# REQUIRED WORK
Write each entry again exactly as shown, but without the images it holds.

───── MATERIAL FOR THIS TASK ─────

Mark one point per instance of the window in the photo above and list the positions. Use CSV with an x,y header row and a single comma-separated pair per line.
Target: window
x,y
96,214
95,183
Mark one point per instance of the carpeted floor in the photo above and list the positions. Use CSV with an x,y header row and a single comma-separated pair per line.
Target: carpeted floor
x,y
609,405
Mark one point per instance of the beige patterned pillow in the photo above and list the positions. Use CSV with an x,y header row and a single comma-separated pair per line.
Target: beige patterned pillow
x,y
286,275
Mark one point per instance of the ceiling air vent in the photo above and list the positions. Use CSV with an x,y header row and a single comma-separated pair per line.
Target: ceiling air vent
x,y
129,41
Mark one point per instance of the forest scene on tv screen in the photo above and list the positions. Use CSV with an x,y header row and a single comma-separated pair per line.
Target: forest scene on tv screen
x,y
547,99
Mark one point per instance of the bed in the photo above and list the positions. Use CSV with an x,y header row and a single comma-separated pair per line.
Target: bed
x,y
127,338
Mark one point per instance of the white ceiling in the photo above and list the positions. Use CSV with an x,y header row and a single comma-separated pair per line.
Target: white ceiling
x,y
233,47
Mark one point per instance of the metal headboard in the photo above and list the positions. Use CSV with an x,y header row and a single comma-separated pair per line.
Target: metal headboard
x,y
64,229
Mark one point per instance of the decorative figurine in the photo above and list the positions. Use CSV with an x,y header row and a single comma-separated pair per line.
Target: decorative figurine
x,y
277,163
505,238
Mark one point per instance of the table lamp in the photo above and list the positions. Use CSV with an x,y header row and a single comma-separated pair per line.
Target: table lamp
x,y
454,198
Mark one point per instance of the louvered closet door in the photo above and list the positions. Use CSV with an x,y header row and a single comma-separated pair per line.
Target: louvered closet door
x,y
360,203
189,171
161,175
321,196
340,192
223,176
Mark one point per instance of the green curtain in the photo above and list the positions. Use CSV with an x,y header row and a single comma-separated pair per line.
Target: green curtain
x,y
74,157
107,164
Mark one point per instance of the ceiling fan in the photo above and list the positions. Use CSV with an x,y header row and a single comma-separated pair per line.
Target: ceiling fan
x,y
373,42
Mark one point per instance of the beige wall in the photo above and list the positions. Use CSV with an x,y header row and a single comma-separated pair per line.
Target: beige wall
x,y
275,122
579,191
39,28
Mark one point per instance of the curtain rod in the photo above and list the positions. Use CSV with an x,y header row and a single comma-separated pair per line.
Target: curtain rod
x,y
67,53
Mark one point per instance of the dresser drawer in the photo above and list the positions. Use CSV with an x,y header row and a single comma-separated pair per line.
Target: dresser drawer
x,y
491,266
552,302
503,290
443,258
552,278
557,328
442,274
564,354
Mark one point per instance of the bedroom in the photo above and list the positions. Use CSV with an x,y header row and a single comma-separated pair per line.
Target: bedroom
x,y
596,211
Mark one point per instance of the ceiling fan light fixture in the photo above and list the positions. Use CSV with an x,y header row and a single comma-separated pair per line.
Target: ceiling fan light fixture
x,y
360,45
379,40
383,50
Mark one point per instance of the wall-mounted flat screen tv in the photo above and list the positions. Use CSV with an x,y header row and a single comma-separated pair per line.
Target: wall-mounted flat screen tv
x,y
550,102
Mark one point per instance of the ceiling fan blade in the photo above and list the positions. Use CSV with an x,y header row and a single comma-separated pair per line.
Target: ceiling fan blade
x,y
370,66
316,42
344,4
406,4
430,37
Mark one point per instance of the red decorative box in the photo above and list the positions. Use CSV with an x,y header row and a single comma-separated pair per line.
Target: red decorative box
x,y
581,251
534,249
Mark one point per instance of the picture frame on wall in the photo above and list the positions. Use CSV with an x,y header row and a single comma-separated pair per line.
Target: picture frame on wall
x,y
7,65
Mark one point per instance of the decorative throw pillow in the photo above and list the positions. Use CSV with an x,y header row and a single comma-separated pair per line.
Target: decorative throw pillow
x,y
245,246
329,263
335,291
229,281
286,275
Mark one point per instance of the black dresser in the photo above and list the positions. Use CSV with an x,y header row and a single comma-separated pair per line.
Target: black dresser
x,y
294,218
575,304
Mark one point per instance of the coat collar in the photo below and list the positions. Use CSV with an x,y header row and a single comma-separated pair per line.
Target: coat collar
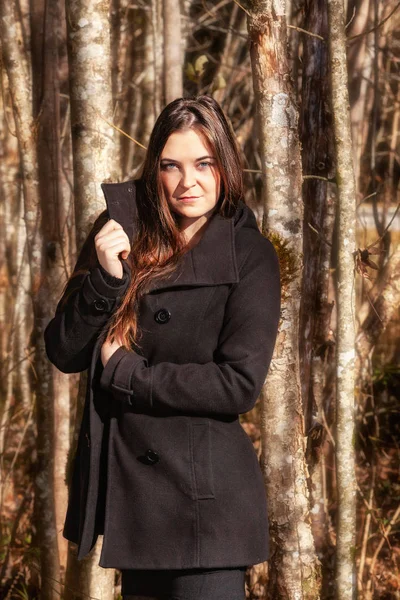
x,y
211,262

─────

# SOLUTION
Mark one point per instance of the window in the photo above and list the positions. Use CSV with an x,y header row and a single comma-separated pair per line.
Target: window
x,y
96,214
95,183
Mark one point per instance of the carpeted floor in the photo above and list the positions. Use CSV with an x,y header row and a single comma-separated pair per line.
Target: carpeted floor
x,y
609,405
Mark one point per instance of the beige patterned pillow in the photo above and list the positions. Use CSV with an x,y header row and a single comma-separated pair per line.
Target: beige patterned pillow
x,y
286,275
Mark one point per instance of the ceiling air vent in the photo above and list the positions. Use CSV with an x,y header row and a single comma-separated pair per line.
Target: ceiling air vent
x,y
129,41
Mark one point per instance of the forest scene on tv screen in the photo above and list the positions. Use CSV with an x,y header row and a single comma-separated pair per line.
Target: forest scene on tv screen
x,y
547,99
Mark one point per instance of the bed in the photo above and list the positions. Use CSV with an x,y header row and a single comma-separated pair per line.
Target: bed
x,y
127,338
Mark one point per instance of the white ceiling in the photo above and list the positions. Use CSV with an x,y header row and a single comma-separated pair per line.
Target: white ceiling
x,y
233,47
Mark one point per instance of the metal headboard in the photo above and list the positions. Use CSV with an x,y header row and a single comma-separated pair per line.
Target: metal headboard
x,y
64,229
Mark one point per instance of the decorative figurine in the photo above and list the positions. Use CSV with an x,y header row and a single comma-separated pair per line.
Target: decorative figurine
x,y
277,163
505,238
Mark one point per instance of the table lamp in the photo above and list the positions. Use CSV with an x,y header row and a single comma-separated pair per line.
Target: table lamp
x,y
454,198
Mark one point per instance of the louvered closet door in the photo above and list the positions. Use CSV with an x,y header row and a single comma-separated pair per line.
Target: louvered closet door
x,y
360,203
189,171
161,175
321,196
340,192
223,176
Mark one point per instance of the green curtain in the photo above and list the positions. Use CSV with an x,y header row and a single comma-separated pair per line.
Target: green curtain
x,y
74,157
107,164
Mark one point per instance of the ceiling fan in the photo above and list the positions. Use CSV with an x,y header row and a single comma-separated pair per line.
Target: ceiling fan
x,y
373,42
Mark one point per instance of the beige wall in the photo above and list the positions. Use CSV with an x,y header row and a single comma-separated pair per line.
Target: beige wall
x,y
275,122
579,191
39,28
Mark one point per instance of the curtain rod in the photo above and list the positions. Use CSV with an x,y header row and a single comma-separated pair per line.
Target: curtain rod
x,y
67,53
Mark one point per instance of the dresser drawer in the photo above and list the positions. Use CSV with an x,y header row and a single comma-separated pair per line.
Target: dresser drawer
x,y
491,266
552,302
503,290
443,258
552,278
557,328
442,274
564,354
Mark one point per instance of the bedroom in the photo above and list the positions. Use CSV with an x,y header row and a single comma-separated pair per line.
Target: bedroom
x,y
596,211
Mark one point per instance of the ceiling fan light fixture in the photo above and list the positions. Use CSV with an x,y header row and a single comma-separated pair per line.
Target: ceiling fan light fixture
x,y
360,45
379,40
383,50
Mark one point per instance of the wall-mounted flat screen tv in the photo above and list the positions. Use CSV with an x,y header row and a single comma-separated pair per line.
Target: wall-mounted flat screen tv
x,y
550,102
Mark one point per instance of the ceiling fan blade in the photo above and list the positions. Use CSV with an x,y header row and a single comma-separated pair per line.
Target: ceiling fan blade
x,y
370,66
316,42
344,4
406,4
430,37
Mark one point per instance of the red decorative box in the photo above and list the positions. Use CSV with an x,y header row and a single comma-separated pair per line.
Target: red decorative box
x,y
581,251
534,249
Mark one point per instance of the picture frame on wall in the photo above and list the positions. Use CSV with an x,y header row and a single comma-separated pair per line.
Target: picture frame on wall
x,y
7,65
Mark one point per instance of the decorative throw pillow in the photo above and list the positions. Use CSV with an x,y header row and a single comma-separated pair per line.
Target: decorative throw pillow
x,y
245,246
329,263
335,291
229,281
286,275
Mark one point per instance of the black dresser in the photo above and list the positions. Use CSV with an x,y header row and a single comma-separated pair per line.
Target: black dresser
x,y
294,218
575,304
Mark one point per instance of the coat collar in the photo below and list the positions. Use CSV with an x,y header row and a single comma-separated pair per line.
Target: coat collar
x,y
211,262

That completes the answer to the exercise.